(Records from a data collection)
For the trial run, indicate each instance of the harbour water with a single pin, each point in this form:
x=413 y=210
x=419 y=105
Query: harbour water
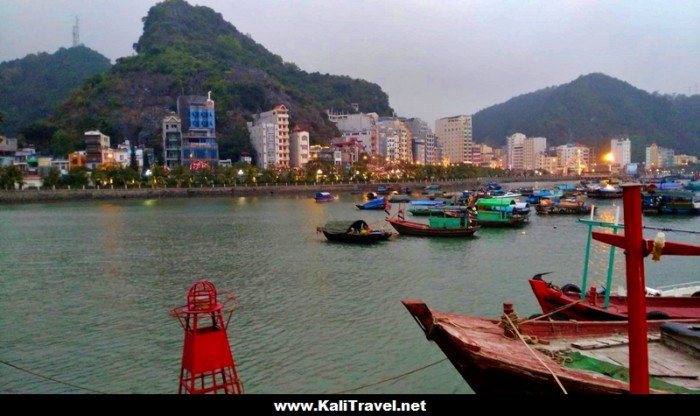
x=86 y=288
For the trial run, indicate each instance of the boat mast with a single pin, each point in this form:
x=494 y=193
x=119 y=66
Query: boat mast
x=634 y=264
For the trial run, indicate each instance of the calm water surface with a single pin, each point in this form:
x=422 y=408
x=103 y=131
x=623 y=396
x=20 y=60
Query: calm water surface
x=86 y=288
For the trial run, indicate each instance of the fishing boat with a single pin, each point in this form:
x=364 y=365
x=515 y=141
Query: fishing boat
x=499 y=212
x=324 y=197
x=377 y=203
x=436 y=226
x=353 y=231
x=601 y=302
x=670 y=202
x=609 y=191
x=512 y=355
x=563 y=206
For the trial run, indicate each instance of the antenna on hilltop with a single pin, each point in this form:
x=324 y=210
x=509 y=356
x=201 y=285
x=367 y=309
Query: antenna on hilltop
x=76 y=33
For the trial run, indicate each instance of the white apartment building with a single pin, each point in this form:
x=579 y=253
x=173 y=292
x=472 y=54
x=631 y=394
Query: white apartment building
x=455 y=137
x=269 y=135
x=573 y=158
x=532 y=147
x=362 y=127
x=659 y=157
x=298 y=147
x=622 y=151
x=395 y=140
x=514 y=151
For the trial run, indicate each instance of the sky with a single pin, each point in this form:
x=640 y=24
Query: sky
x=434 y=59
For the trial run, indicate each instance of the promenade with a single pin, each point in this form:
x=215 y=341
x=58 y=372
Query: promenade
x=112 y=193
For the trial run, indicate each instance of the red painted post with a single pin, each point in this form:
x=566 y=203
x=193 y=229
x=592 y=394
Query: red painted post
x=634 y=263
x=207 y=361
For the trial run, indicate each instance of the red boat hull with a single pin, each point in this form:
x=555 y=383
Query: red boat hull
x=492 y=362
x=570 y=306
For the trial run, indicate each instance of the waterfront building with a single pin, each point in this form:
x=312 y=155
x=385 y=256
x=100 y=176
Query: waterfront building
x=532 y=147
x=622 y=151
x=172 y=140
x=455 y=136
x=514 y=151
x=298 y=147
x=8 y=148
x=573 y=158
x=198 y=123
x=95 y=145
x=360 y=126
x=423 y=148
x=659 y=157
x=395 y=140
x=269 y=135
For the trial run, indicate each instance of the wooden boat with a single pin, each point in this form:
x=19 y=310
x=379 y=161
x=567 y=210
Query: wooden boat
x=377 y=203
x=600 y=303
x=499 y=212
x=514 y=356
x=563 y=207
x=354 y=231
x=671 y=202
x=324 y=197
x=605 y=192
x=436 y=227
x=511 y=355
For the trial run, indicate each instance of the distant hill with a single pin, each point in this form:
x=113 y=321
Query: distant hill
x=591 y=110
x=191 y=50
x=31 y=87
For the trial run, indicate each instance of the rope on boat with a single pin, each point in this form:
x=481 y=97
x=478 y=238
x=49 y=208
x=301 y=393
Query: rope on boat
x=515 y=329
x=390 y=378
x=50 y=378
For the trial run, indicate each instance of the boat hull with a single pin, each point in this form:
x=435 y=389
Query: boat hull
x=568 y=305
x=494 y=360
x=369 y=238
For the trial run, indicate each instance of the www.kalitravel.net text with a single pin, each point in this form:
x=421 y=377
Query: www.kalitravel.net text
x=350 y=406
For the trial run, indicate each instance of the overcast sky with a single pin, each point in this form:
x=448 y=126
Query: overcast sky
x=434 y=58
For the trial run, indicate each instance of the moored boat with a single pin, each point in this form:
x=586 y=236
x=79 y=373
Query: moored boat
x=499 y=212
x=436 y=226
x=378 y=203
x=353 y=231
x=325 y=197
x=521 y=356
x=513 y=355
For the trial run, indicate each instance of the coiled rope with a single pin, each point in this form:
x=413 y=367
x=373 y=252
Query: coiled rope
x=390 y=378
x=514 y=329
x=50 y=378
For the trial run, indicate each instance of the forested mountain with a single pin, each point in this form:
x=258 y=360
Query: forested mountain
x=31 y=87
x=191 y=50
x=591 y=110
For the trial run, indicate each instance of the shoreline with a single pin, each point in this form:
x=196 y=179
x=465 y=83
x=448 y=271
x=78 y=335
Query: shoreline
x=87 y=194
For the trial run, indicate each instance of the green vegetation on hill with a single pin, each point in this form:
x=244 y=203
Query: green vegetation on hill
x=591 y=110
x=31 y=87
x=191 y=50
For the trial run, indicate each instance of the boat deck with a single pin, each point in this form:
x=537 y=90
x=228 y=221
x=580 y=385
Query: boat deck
x=665 y=362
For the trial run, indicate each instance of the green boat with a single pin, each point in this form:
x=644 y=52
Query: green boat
x=499 y=212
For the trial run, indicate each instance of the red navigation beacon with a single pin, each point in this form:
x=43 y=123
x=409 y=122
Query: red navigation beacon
x=207 y=361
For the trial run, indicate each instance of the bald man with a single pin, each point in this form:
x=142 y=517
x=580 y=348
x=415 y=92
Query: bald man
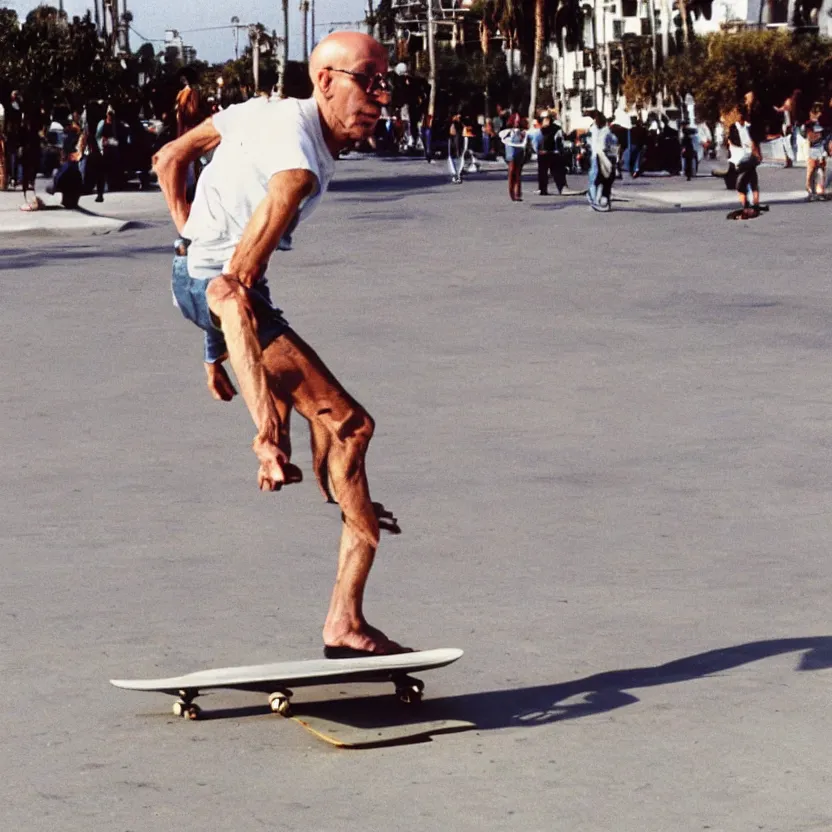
x=273 y=162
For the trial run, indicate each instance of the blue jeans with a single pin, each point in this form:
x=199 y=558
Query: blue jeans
x=189 y=295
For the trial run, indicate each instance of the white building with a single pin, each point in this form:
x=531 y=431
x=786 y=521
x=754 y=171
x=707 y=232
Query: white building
x=578 y=80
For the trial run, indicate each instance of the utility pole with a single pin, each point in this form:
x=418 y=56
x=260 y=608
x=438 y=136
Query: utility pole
x=235 y=22
x=432 y=62
x=254 y=34
x=304 y=10
x=312 y=38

SET TASK:
Could you write out the listing above again, changing "trial run" to "practice round" wherever it occurs and keeping everything else the same? Leave the pictures out of your answer.

SOLUTION TO THIS EXERCISE:
For the practice round, indicate each instance of the harbour water with a single pin, each point in this form:
x=413 y=210
x=419 y=105
Query: harbour water
x=86 y=288
For the practice round, indicate each instance of the boat mast with a single pin, each point in this form:
x=494 y=193
x=119 y=66
Query: boat mast
x=634 y=264
For the practice round, indicate each instance of the calm water surface with a single pin, each point in this form:
x=422 y=408
x=103 y=131
x=623 y=396
x=20 y=60
Query: calm water surface
x=86 y=288
For the practice round, indicate each instance of the fishing boat with a single pin, each point in this form:
x=364 y=365
x=515 y=141
Query: fishing boat
x=499 y=212
x=324 y=197
x=377 y=203
x=436 y=226
x=353 y=231
x=601 y=302
x=670 y=202
x=609 y=191
x=512 y=355
x=563 y=206
For the practice round, indicate each instance of the antenna on hilltop with a single pin, each point in this form:
x=324 y=210
x=509 y=356
x=201 y=285
x=367 y=309
Query: antenna on hilltop
x=76 y=33
For the practice round, indicate each instance of the white apartment building with a single pin, each point in this form:
x=579 y=253
x=173 y=292
x=472 y=54
x=631 y=394
Query: white apartment building
x=455 y=137
x=269 y=135
x=573 y=158
x=532 y=147
x=362 y=127
x=659 y=157
x=298 y=147
x=622 y=151
x=395 y=140
x=514 y=151
For the practice round, indicate each instance of the sky with a single pin, each point in this form:
x=640 y=24
Query: sky
x=434 y=59
For the practice round, indicate each instance of the promenade with a single pin, each point in this form:
x=215 y=341
x=58 y=372
Query: promenade
x=112 y=193
For the practice round, indicate each instance of the red painted post with a single pin, each point in this form:
x=566 y=203
x=193 y=229
x=592 y=394
Query: red painted post
x=634 y=263
x=207 y=361
For the practice round, indicate each instance of the red boat hull with a single pin, each point in this form:
x=555 y=383
Query: red boat hull
x=492 y=362
x=570 y=306
For the practice round, indicate each instance of the waterfront building with a single pin, each point in this form:
x=312 y=155
x=385 y=256
x=100 y=176
Query: waterfront building
x=532 y=147
x=622 y=151
x=172 y=140
x=455 y=136
x=514 y=151
x=298 y=147
x=8 y=148
x=573 y=158
x=198 y=123
x=95 y=145
x=360 y=126
x=423 y=148
x=659 y=157
x=395 y=140
x=269 y=135
For the practice round, indicate each instance of the wooden boat with a single pin, each point in this form:
x=19 y=310
x=379 y=161
x=567 y=210
Query: wooden boat
x=377 y=203
x=600 y=303
x=499 y=212
x=514 y=356
x=563 y=207
x=354 y=231
x=671 y=202
x=324 y=197
x=605 y=192
x=436 y=227
x=511 y=355
For the practice round, indicate each instance of the distant hill with a single pin, each point in this form:
x=113 y=321
Query: distant hill
x=591 y=110
x=191 y=50
x=31 y=87
For the practice round, indicate each instance of the rope on boat with a single pin, each point in this form:
x=481 y=97
x=478 y=238
x=49 y=208
x=301 y=393
Query: rope on boat
x=515 y=329
x=390 y=378
x=50 y=378
For the practice round, indicate each instance of the boat hull with a single pin, each point in this form:
x=435 y=389
Query: boat hull
x=568 y=305
x=494 y=360
x=369 y=238
For the practice round, indicate each instance of the www.kalitravel.net text with a single pin, each point in this form:
x=421 y=377
Query: www.kalitravel.net text
x=350 y=406
For the practice round, indicate each instance of the overcast sky with a single pin, each point in this form:
x=448 y=126
Query: overcast sky
x=434 y=58
For the practice round, indicate each instance of the moored boat with a single pin, each point in this form:
x=586 y=236
x=79 y=373
Query: moored boat
x=499 y=212
x=436 y=226
x=378 y=203
x=353 y=231
x=325 y=197
x=521 y=356
x=513 y=355
For the practice round, indicate each instance of the coiled rope with a single pin, each point in this form:
x=413 y=367
x=373 y=252
Query: coiled rope
x=390 y=378
x=514 y=329
x=50 y=378
For the practice round, indicate each instance of the forested mountain with a single pin, each point in this form:
x=258 y=360
Query: forested mountain
x=31 y=87
x=191 y=50
x=591 y=110
For the practice round, indicate each instance of the shoreline with a single pin, each point in this form:
x=196 y=179
x=465 y=83
x=448 y=271
x=78 y=335
Query: shoreline
x=87 y=194
For the practice round, indicate each instance of the green vegetation on hill with a single pin, each point in this form:
x=244 y=203
Query: green vegetation on hill
x=591 y=110
x=31 y=87
x=191 y=50
For the practice round, indicate each instance of the boat deck with a single pin, each point in this form:
x=537 y=90
x=228 y=221
x=580 y=385
Query: boat deck
x=665 y=362
For the practice round, indicate each instance of the green boat with a single pin, each point in this form:
x=644 y=52
Query: green boat
x=499 y=212
For the practice round, indicate each instance of the red navigation beacon with a single pin, each point in this form:
x=43 y=123
x=409 y=122
Query: red navigation beacon
x=207 y=361
For the practice round, indicate each instance of the bald man with a single pin, each point in this form:
x=142 y=517
x=580 y=348
x=415 y=92
Query: bald man
x=273 y=162
For the practice round, indicate each instance of the blue jeans with a single pin, each point in this form:
x=199 y=558
Query: blue jeans
x=189 y=295
For the practice round, indicate each instance of the white building with a single pin, each point in this form:
x=531 y=431
x=786 y=521
x=754 y=171
x=707 y=232
Query: white building
x=578 y=80
For the practice round, indicate each instance of the utility pole with a single pin, each point in this form:
x=418 y=56
x=260 y=608
x=438 y=136
Query: utility pole
x=235 y=22
x=432 y=62
x=254 y=34
x=304 y=10
x=312 y=38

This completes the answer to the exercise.